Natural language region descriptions
+ + + + +

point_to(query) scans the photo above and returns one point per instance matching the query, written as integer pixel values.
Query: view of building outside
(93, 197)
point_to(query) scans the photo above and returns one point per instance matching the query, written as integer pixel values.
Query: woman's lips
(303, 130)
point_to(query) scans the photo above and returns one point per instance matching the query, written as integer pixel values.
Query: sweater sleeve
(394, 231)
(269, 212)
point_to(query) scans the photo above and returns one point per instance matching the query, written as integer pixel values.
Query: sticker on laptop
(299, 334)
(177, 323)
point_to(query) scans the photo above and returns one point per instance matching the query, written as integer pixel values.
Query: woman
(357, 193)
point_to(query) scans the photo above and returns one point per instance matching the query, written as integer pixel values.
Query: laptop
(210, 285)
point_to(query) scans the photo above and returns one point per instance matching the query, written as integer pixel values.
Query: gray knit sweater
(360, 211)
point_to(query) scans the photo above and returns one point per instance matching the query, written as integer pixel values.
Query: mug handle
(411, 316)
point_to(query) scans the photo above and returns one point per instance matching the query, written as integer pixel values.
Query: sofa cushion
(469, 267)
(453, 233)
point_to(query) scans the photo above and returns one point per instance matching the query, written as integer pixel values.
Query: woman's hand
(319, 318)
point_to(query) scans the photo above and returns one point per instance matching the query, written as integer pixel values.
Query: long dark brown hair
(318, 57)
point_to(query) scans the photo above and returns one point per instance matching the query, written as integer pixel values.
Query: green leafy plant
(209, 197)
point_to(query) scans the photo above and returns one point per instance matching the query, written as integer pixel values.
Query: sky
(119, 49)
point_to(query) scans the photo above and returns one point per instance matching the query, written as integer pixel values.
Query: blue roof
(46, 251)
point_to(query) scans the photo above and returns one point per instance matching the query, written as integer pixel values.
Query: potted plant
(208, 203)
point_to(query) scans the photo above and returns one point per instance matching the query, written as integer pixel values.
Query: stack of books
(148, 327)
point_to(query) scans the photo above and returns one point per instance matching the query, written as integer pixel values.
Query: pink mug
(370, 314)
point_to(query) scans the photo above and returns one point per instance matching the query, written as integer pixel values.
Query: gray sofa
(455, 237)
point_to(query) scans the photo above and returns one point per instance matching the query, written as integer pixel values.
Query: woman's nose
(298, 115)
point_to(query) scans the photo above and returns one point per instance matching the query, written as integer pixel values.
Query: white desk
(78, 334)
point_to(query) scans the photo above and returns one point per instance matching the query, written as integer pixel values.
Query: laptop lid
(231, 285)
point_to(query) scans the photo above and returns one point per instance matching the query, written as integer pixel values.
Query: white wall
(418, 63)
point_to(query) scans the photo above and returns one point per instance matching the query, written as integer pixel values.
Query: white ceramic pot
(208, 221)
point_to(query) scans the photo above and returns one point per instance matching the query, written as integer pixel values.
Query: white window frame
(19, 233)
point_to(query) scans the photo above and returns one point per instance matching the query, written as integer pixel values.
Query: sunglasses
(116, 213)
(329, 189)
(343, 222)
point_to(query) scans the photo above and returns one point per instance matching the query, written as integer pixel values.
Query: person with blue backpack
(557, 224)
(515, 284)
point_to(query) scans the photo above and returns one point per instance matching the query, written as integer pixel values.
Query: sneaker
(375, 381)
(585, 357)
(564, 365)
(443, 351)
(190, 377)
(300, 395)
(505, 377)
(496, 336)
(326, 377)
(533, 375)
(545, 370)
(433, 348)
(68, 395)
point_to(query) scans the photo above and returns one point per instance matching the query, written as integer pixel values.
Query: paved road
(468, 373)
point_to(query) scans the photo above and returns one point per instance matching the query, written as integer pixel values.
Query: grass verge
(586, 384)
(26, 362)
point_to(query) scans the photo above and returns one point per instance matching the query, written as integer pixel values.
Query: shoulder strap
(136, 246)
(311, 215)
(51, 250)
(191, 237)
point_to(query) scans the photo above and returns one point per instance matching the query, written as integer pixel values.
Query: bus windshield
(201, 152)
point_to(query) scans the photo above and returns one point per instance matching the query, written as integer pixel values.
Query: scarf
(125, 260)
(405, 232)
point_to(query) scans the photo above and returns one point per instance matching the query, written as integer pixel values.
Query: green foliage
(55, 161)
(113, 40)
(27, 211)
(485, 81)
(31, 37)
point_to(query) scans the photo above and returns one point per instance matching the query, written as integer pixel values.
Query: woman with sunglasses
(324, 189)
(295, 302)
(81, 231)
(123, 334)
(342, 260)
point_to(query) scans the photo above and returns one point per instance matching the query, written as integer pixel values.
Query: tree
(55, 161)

+ + + + +

ACTIVITY:
All of the data above needs to be transcribed verbatim.

EXPECTED OUTPUT:
point_to(query) scans the photo above and returns one point per instance matching the query, written as integer pixel values.
Query: view of building outside
(93, 197)
point_to(query) scans the photo above and returns one point per instance matching the query, written as integer pixel values.
Query: woman's lips
(303, 130)
point_to(query) scans the photo above and returns one point per instance matching the query, written as integer pixel values.
Query: sweater sleeve
(394, 231)
(269, 212)
point_to(query) scans the photo above and returns one point per instance matching the query, written as integer pixel values.
Query: sticker on laptop
(299, 334)
(177, 323)
point_to(query) scans the photo above and returns one point per instance matching the query, written as integer pixel values.
Query: woman
(357, 193)
point_to(query) scans the photo above and returns one point per instance matching the query, written as integer pixel values.
Query: laptop
(210, 285)
point_to(query) scans the photo above and returns one point per instance matching the query, written as integer pixel values.
Query: gray knit sweater
(360, 211)
point_to(query) scans the photo above and returns one point per instance matching the query, written as integer pixel values.
Query: mug handle
(411, 316)
point_to(query) scans the photo above and returns one point per instance matching the query, written as integer pixel values.
Query: sofa cushion
(469, 267)
(453, 233)
point_to(query) scans the photo above and returns one point per instance matching the query, written as integer pixel values.
Query: woman's hand
(319, 318)
point_to(query) scans the photo above and returns one point per instance matching the query, written as integer pixel values.
Query: long dark brown hair
(318, 57)
point_to(query) scans the photo above and returns one point per instance matching the query, written as integer pixel values.
Query: green leafy plant
(209, 197)
point_to(query) scans the photo above and returns one point per instance matching the query, written as integer pixel values.
Query: sky
(119, 49)
point_to(query) scans the photo above and returns one point per instance matching the query, written as integer pixel values.
Query: blue roof
(46, 251)
point_to(query) scans the photo above and returns one point per instance matching the query, written as integer pixel values.
Query: potted plant
(208, 203)
point_to(query) scans the photo above and returns one point per instance matching the query, written as integer pixel values.
Query: stack of books
(148, 327)
point_to(query) scans the photo above and returns one point per instance matching the query, written as integer pixel values.
Query: pink mug
(370, 314)
point_to(query) scans the photo above and returns one point per instance matching the query, written as integer pixel values.
Query: gray sofa
(455, 237)
point_to(query) scans the photo above and returns one point per instance matching the query, written as integer pixel values.
Query: woman's nose
(298, 115)
point_to(query) scans the photo above and returns one point per instance matching the query, written as integer pixel values.
Query: white desk
(78, 334)
point_to(query) scans the photo above and returns one point per instance matching the query, written as integer pixel values.
Query: laptop lid
(231, 285)
point_to(query) scans the photo above and returns one point per instance matching the query, written as integer pixel values.
Query: white wall
(418, 63)
point_to(query) scans the photo above and returns one point per instance matching the query, written as integer pixel values.
Query: white ceramic pot
(208, 221)
point_to(query) scans the photo above and returns one point per instance matching the query, written as integer pixel values.
Query: white window frame
(19, 233)
point_to(query) scans the photo above and returns one point per instance matching the query, written as integer pixel values.
Query: sunglasses
(116, 213)
(329, 189)
(343, 222)
point_to(query) scans the photo above and returns one point per instance matching the query, written as integer pixel values.
Query: person with blue backpack
(557, 224)
(515, 284)
point_to(query) scans the photo above and returns one point per instance matching the query, written as integer pixel values.
Query: sneaker
(375, 381)
(585, 357)
(564, 365)
(443, 351)
(190, 377)
(300, 395)
(505, 377)
(496, 336)
(326, 377)
(533, 375)
(545, 370)
(433, 348)
(68, 395)
point_to(query) scans the photo above and returns one point per instance matching the query, written as integer pixel values.
Query: paved road
(468, 373)
point_to(query) scans the photo above and returns one point per instance matching the query, written as integer pixel values.
Query: grass verge
(586, 384)
(26, 362)
point_to(query) scans the photo above and returns one point per instance matching the query, written as integer pixel values.
Query: shoulder strap
(136, 246)
(311, 215)
(51, 250)
(191, 237)
point_to(query) scans the photo above and returns one point per instance matching the query, written as integer pixel values.
Query: bus windshield
(201, 152)
point_to(query) scans the photo above and returns one point per instance matching the query, written as integer pixel values.
Query: scarf
(125, 260)
(405, 232)
point_to(query) scans the photo above and returns one point per instance matching the query, written as integer pixel values.
Query: green foliage
(55, 161)
(113, 40)
(27, 211)
(485, 81)
(31, 37)
point_to(query) scans the photo above and returns one point per instance matching the query, written as integer pixel values.
Query: woman with sunglasses
(324, 189)
(295, 302)
(81, 231)
(123, 334)
(342, 260)
point_to(query) scans the photo above and returns one point per instance matching the query, written as integer pixel values.
Query: tree
(55, 161)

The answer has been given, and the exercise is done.